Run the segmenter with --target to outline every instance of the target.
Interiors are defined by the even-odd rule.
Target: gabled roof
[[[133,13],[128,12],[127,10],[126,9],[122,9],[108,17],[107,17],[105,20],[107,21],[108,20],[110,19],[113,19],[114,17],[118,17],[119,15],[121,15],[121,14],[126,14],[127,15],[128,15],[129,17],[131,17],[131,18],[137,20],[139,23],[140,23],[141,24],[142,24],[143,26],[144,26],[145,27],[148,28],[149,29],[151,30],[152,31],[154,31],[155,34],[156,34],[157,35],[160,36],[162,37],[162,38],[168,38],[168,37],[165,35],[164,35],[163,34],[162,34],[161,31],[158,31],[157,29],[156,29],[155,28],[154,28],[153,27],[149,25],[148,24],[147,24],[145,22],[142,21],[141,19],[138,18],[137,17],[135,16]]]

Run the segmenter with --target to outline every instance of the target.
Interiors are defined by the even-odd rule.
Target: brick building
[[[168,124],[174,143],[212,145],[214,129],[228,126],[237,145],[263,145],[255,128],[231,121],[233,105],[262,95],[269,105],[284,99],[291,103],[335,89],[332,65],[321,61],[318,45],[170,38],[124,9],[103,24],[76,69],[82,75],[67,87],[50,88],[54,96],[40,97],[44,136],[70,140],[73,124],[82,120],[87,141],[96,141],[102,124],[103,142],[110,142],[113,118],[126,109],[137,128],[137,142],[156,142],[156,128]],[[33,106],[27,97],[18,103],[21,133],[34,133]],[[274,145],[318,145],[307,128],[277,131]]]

+===+

Copy out all the records above, swapping "segmenter" for "segmentation tool" wherever it occurs and keeping everything else unchanged.

Run the segmentation tool with --target to outline every instance of the target.
Interiors are defined by the even-odd rule.
Target: gabled roof
[[[133,13],[128,12],[127,10],[126,9],[122,9],[108,17],[107,17],[105,20],[107,21],[108,20],[110,19],[113,19],[114,17],[118,17],[119,15],[121,15],[121,14],[126,14],[127,15],[128,15],[129,17],[131,17],[131,18],[137,20],[139,23],[140,23],[141,24],[142,24],[143,26],[144,26],[145,27],[148,28],[149,29],[151,30],[152,31],[154,31],[155,34],[156,34],[157,35],[160,36],[162,37],[162,38],[168,38],[168,37],[165,35],[164,35],[163,34],[162,34],[161,31],[158,31],[157,29],[156,29],[155,28],[154,28],[153,27],[149,25],[148,24],[147,24],[145,22],[142,21],[141,19],[138,18],[137,17],[135,16]]]

Run the segmentation tool with --target to outline every instance of the target.
Interiors are defined by the even-odd rule.
Target: brick building
[[[168,124],[174,143],[212,145],[214,129],[228,126],[237,145],[263,145],[255,128],[231,121],[233,105],[262,95],[269,105],[284,99],[291,103],[335,89],[332,65],[321,61],[318,45],[170,38],[124,9],[103,24],[76,69],[82,75],[67,87],[50,88],[54,96],[40,97],[44,136],[70,140],[73,124],[82,120],[87,141],[96,141],[102,124],[103,142],[110,142],[113,118],[126,109],[137,128],[137,142],[156,142],[156,128]],[[33,106],[27,97],[18,103],[21,133],[34,133]],[[274,145],[318,145],[307,128],[277,131]]]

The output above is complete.